Point-based annotation data:
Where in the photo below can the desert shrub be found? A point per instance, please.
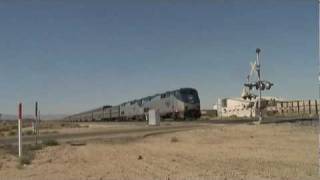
(34, 147)
(174, 139)
(12, 133)
(28, 132)
(25, 159)
(50, 142)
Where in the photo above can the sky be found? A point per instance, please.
(76, 55)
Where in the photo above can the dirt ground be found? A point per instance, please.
(273, 151)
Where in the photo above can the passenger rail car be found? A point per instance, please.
(179, 104)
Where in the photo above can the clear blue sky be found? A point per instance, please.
(76, 55)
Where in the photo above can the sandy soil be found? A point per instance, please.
(284, 151)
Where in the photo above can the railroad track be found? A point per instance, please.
(104, 135)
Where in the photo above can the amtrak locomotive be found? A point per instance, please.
(178, 104)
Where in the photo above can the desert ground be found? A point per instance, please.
(211, 151)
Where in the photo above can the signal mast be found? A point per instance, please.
(258, 84)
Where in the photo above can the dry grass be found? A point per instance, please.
(281, 151)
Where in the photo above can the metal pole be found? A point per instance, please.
(36, 122)
(259, 82)
(19, 128)
(319, 85)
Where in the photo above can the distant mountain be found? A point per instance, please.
(43, 117)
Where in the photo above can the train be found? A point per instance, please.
(183, 103)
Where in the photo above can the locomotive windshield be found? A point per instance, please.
(189, 96)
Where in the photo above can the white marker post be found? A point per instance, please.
(19, 128)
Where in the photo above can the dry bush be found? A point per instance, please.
(174, 139)
(50, 142)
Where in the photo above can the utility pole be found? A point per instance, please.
(19, 129)
(36, 122)
(258, 50)
(319, 86)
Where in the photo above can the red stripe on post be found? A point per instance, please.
(20, 111)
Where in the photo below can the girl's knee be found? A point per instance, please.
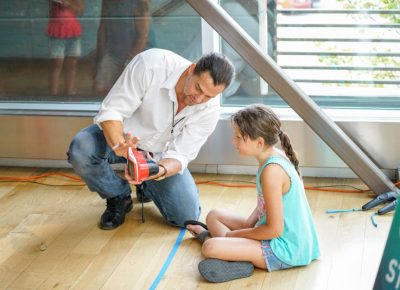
(213, 215)
(211, 248)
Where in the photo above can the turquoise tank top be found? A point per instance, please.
(298, 245)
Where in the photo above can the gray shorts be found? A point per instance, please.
(108, 70)
(272, 261)
(63, 47)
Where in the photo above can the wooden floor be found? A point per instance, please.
(49, 240)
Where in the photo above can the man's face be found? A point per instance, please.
(200, 89)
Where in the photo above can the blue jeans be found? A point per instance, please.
(176, 197)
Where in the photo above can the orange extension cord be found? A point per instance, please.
(210, 182)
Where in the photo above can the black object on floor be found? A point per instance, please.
(218, 271)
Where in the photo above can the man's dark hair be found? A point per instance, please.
(219, 66)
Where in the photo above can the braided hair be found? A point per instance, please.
(260, 121)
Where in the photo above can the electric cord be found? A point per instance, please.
(215, 182)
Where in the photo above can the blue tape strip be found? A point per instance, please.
(343, 210)
(373, 220)
(169, 259)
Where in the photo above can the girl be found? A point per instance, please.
(64, 31)
(280, 233)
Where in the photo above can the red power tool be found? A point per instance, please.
(140, 166)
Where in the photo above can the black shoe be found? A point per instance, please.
(114, 215)
(140, 195)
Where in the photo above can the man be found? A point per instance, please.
(170, 104)
(125, 30)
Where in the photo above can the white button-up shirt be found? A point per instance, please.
(143, 98)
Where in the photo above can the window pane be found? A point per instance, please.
(341, 53)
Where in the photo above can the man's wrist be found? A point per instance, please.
(162, 176)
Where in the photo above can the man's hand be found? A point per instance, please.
(121, 148)
(132, 181)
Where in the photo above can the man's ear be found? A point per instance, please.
(192, 67)
(260, 142)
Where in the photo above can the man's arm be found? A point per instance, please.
(113, 132)
(142, 14)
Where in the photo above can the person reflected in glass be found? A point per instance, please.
(64, 30)
(124, 31)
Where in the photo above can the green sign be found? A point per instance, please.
(388, 277)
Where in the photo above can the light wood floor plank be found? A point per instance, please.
(49, 239)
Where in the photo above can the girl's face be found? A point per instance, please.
(244, 147)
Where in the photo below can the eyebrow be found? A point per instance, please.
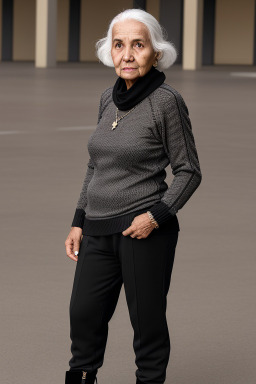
(132, 40)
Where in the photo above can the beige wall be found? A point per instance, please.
(24, 17)
(95, 18)
(153, 7)
(0, 30)
(62, 30)
(234, 32)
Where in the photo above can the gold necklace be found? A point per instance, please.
(115, 122)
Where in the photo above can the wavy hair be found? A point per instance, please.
(158, 36)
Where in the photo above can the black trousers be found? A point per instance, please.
(144, 266)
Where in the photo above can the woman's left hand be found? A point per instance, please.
(141, 227)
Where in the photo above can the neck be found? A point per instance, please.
(129, 83)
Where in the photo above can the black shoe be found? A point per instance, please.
(81, 377)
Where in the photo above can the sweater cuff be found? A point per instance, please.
(78, 220)
(161, 212)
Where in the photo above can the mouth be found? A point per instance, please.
(129, 69)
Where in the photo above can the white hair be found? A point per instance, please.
(158, 36)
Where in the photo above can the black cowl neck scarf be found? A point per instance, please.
(126, 99)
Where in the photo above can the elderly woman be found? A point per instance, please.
(125, 227)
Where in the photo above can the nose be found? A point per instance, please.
(128, 54)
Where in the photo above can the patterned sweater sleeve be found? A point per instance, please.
(179, 145)
(79, 216)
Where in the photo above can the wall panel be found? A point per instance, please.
(24, 19)
(234, 32)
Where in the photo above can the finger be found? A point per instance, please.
(128, 231)
(69, 247)
(69, 250)
(76, 247)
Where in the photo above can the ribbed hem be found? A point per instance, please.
(117, 224)
(75, 376)
(78, 220)
(109, 226)
(161, 212)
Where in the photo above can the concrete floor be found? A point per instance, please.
(46, 119)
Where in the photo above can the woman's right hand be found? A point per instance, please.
(72, 242)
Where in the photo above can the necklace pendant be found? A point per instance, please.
(114, 124)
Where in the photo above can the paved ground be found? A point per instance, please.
(46, 118)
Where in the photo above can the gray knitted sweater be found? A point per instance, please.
(126, 168)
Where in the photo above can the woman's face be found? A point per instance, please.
(132, 52)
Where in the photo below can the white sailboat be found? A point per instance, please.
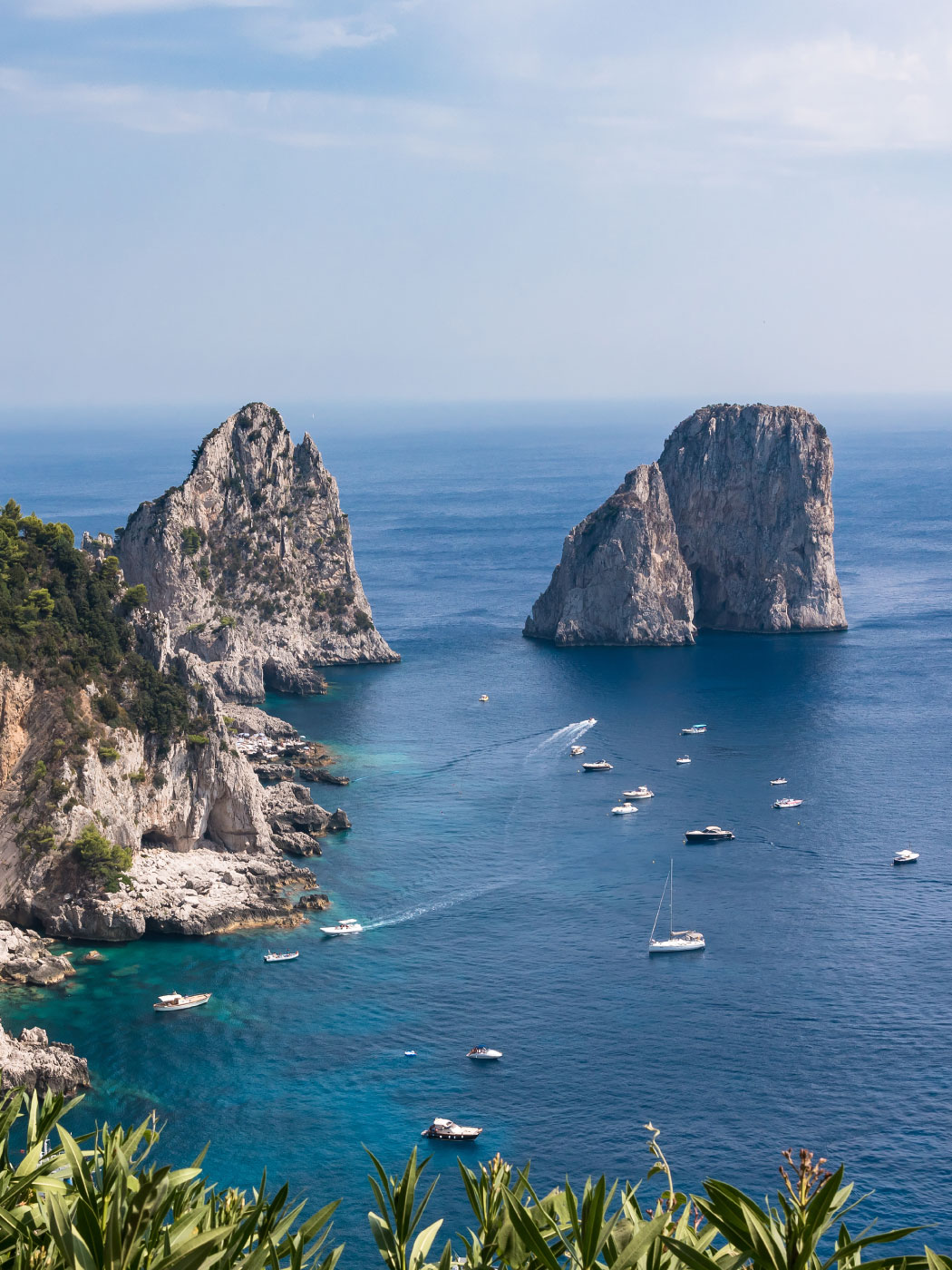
(676, 942)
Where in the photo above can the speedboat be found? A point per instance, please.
(345, 926)
(175, 1001)
(450, 1132)
(713, 834)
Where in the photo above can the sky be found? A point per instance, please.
(473, 200)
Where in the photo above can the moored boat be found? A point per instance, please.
(345, 926)
(173, 1001)
(448, 1130)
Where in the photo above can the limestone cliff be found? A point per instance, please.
(621, 578)
(749, 489)
(250, 561)
(732, 529)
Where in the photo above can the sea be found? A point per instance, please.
(501, 902)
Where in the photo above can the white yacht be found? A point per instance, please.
(175, 1001)
(676, 942)
(624, 809)
(345, 926)
(451, 1132)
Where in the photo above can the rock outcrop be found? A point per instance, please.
(751, 494)
(621, 578)
(732, 530)
(37, 1063)
(250, 562)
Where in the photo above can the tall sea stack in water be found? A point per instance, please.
(732, 530)
(250, 562)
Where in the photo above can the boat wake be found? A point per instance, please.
(564, 737)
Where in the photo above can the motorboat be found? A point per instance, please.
(345, 926)
(676, 942)
(448, 1130)
(175, 1001)
(713, 834)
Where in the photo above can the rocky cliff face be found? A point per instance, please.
(749, 489)
(621, 578)
(250, 562)
(732, 529)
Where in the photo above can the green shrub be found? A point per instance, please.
(104, 861)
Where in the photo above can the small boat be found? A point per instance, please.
(676, 942)
(175, 1001)
(450, 1132)
(345, 926)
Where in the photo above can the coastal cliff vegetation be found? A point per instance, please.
(102, 1203)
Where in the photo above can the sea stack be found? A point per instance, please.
(621, 578)
(732, 530)
(250, 562)
(749, 488)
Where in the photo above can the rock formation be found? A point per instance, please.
(751, 494)
(250, 562)
(621, 578)
(37, 1063)
(732, 529)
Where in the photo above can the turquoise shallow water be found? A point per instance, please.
(505, 905)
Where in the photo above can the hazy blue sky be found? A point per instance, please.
(209, 200)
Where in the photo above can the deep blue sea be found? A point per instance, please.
(504, 904)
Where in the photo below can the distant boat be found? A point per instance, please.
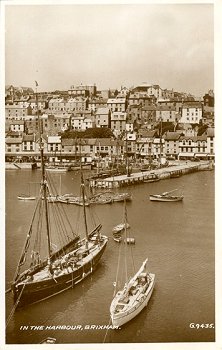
(166, 197)
(176, 174)
(56, 169)
(48, 340)
(133, 294)
(26, 197)
(120, 197)
(152, 177)
(120, 227)
(132, 299)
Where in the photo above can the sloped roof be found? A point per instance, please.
(102, 110)
(210, 132)
(28, 138)
(194, 104)
(11, 140)
(171, 135)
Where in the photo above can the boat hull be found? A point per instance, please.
(159, 198)
(30, 293)
(122, 318)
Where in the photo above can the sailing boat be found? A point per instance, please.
(166, 197)
(129, 301)
(55, 266)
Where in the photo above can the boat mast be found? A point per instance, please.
(83, 199)
(44, 181)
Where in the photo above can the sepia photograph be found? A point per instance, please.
(108, 161)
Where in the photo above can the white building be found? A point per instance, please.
(117, 104)
(191, 113)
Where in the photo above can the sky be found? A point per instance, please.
(110, 45)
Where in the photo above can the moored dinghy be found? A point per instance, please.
(166, 197)
(131, 300)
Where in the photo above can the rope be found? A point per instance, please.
(14, 308)
(104, 339)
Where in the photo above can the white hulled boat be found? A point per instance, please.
(132, 296)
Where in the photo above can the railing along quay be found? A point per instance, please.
(140, 177)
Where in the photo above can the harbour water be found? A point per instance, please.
(178, 239)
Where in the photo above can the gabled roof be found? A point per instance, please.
(17, 122)
(149, 108)
(147, 133)
(194, 104)
(172, 136)
(28, 138)
(11, 140)
(210, 132)
(68, 142)
(102, 110)
(165, 108)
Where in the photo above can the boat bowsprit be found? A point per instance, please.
(26, 197)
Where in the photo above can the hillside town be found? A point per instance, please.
(145, 124)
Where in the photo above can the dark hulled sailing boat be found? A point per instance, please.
(55, 265)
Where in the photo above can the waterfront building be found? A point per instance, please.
(171, 143)
(95, 103)
(17, 125)
(103, 118)
(155, 90)
(144, 143)
(157, 148)
(134, 113)
(117, 104)
(166, 114)
(56, 105)
(42, 104)
(208, 116)
(118, 122)
(148, 115)
(13, 146)
(80, 122)
(16, 112)
(28, 143)
(210, 142)
(83, 90)
(209, 99)
(191, 113)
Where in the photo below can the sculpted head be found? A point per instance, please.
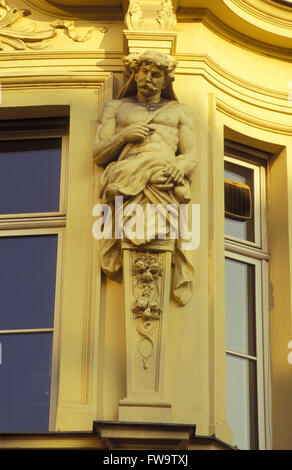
(150, 72)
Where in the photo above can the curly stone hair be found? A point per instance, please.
(133, 62)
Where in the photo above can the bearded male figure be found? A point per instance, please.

» **Task instructions**:
Leave out each picture and extract the lines from the one containing "Where in the photo above can the boat bowsprit" through the end of the records above, inclusive, exactly as they stand.

» **Task answer**:
Where in the photo above can the boat bowsprit be found? A point per instance, please.
(26, 197)
Where in the photo above can the hillside town be found? A point per instance, please.
(145, 124)
Where in the photo above can the dark hulled sailing boat be found? A point per instance, please.
(55, 265)
Where in the photo above can the waterfront building be found? A point per instance, please.
(171, 143)
(95, 103)
(17, 125)
(103, 118)
(155, 90)
(144, 143)
(157, 148)
(134, 113)
(117, 104)
(166, 114)
(56, 105)
(42, 104)
(208, 116)
(118, 122)
(148, 115)
(13, 146)
(80, 122)
(16, 112)
(28, 143)
(210, 142)
(83, 90)
(209, 99)
(191, 113)
Where in the photo below can the sculpted head be found? A point per instance, please.
(150, 72)
Where in the photo above can the curly stone hair be found? A point per instance, please.
(133, 62)
Where in the photo above can the bearded male figure be found? A point per instance, please.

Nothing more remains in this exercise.